**Stated goal**
Answer the following from the text on the iPad's early years:
(a) Until what year did Steve Ballmer hold up the launch of Microsoft's completed Office apps for iPad?
(b) When did Facebook ship a real native app for iPad?
(c) How old does the text say Apple, Inc. was?

**Excerpted text**
- - - - -

Jobs showed off a full suite of Apple's own bundled apps optimized for iPad, as well as its new Keynote, Pages and Numbers, demonstrating how clearly more valuable a tablet could be with iPhones' multitouch gestures expanded upon to take full advantage the larger display. He didn't reveal how much Apple spent to develop those apps— millions of dollars on top of the opportunity cost of investing the software expertise of teams of the best people Apple could find.
iPad did benefit tremendously from iPhone's App Store having already gotten off to a good start. But developers also faced the problem of trying to sell iPad-specific apps to customers who had already bought the app on their phone. Users expected great tablet apps but didn't expect to have to pay for them. Apple identified these issues and worked to actively help developers hash out the right strategy for their apps. Its tablet competitors largely didn't and expected that third party app issues would just work out on their own.
Apple also faced competitive pressures from developers that didn't particularly want the iPad to survive, and certainly didn't want Apple to extend its iOS lead into tablets. Apple likely created its iWork apps first because it could be assured that Microsoft wouldn't port over Office. In fact, Microsoft's then-CEO Steve Ballmer actually held up the launch of its completed Office apps for iPad until 2014.
Facebook, already the leading mobile app, similarly refused to bring its app to iPad as part of a fight over control of user data that blew open in 2010. Facebook pulled out of its collaboration with Apple to integrate its social networking with iTunes Ping, resulting in a half-finished implementation that couldn't import "friends." It also refused to support Apple's iPhone social integration efforts until iOS 6, and held up even its HTML5 app for iPad for most of 2011 while exclusively launching a webOS version in hopes a spyware-friendly PC company would beat Apple in tablets.
Facebook only released a full screen web app for iPad at the end of 2011, and didn't ship a real native app for iPad until the summer of 2012. Facebook's chief executive Mark Zuckerberg later admitted that the company's mobile app strategy targeting HTML5 web apps as a lowest common denominator for reaching all mobile platforms had been a mistake that "burned two years" of its development efforts.
Google similarly was in no rush to deliver all of its apps for iPad. It didn't ship a native version of Calendar until 2017. The refusal of many big developers to support iPad opened up opportunities for smaller companies to build great, affordable mobile apps that delivered a surge of fresh innovation that attracted new buyers. In particular, enterprise users found entirely new uses for iPad due to its simplicity.
The age of three empires
A lot of Apple's insight into what would make or break the iPad came from its maturity as a company. That included its experience in building mobile devices and app platforms, but also its humbling failures from past mistakes: trying to invent the distant future, taking too long to complete a sellable product, lacking a clear use case for it, and failing to deliver new refinements at a regular clip.
By 2010, Apple had already established iPhone sales and the App Store was off to a tremendous start. iPad also benefited from Apple's decade-long experience with designing and mass-producing vast numbers of iPod mobile devices. Apple had a decade of experience in building macOS X and encouraging developers to build software for it. But it also had that decade of painful mistakes it made in the 1990s. Apple, Inc. was 34 years old and ambitiously— but cautiously— working to achieve its next big shot at greatness.

- - - - -

**Given information**
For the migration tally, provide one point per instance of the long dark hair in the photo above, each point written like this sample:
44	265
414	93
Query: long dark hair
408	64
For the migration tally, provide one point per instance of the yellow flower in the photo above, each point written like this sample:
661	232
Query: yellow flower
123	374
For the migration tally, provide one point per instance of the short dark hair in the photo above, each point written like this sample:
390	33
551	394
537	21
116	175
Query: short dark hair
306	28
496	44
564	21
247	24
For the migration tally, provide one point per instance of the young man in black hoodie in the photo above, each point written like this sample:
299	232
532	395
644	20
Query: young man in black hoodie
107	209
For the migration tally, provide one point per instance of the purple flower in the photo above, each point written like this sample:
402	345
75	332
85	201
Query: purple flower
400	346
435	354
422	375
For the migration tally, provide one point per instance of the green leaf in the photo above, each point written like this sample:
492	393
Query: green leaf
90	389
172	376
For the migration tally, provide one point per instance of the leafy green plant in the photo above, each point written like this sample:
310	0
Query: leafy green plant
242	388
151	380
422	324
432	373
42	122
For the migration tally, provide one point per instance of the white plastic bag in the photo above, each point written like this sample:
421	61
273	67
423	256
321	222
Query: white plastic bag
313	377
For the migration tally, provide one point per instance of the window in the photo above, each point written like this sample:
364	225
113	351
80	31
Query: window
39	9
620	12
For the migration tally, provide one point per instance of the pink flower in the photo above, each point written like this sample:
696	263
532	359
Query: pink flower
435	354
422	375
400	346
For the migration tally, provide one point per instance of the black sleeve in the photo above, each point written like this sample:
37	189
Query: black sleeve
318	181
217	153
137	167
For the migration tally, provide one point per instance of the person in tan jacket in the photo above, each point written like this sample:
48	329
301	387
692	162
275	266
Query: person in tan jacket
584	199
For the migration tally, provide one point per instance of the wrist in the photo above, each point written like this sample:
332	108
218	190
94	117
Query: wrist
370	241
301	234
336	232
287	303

- - - - -

**Answer for the task**
(a) 2014
(b) The summer of 2012
(c) 34 years old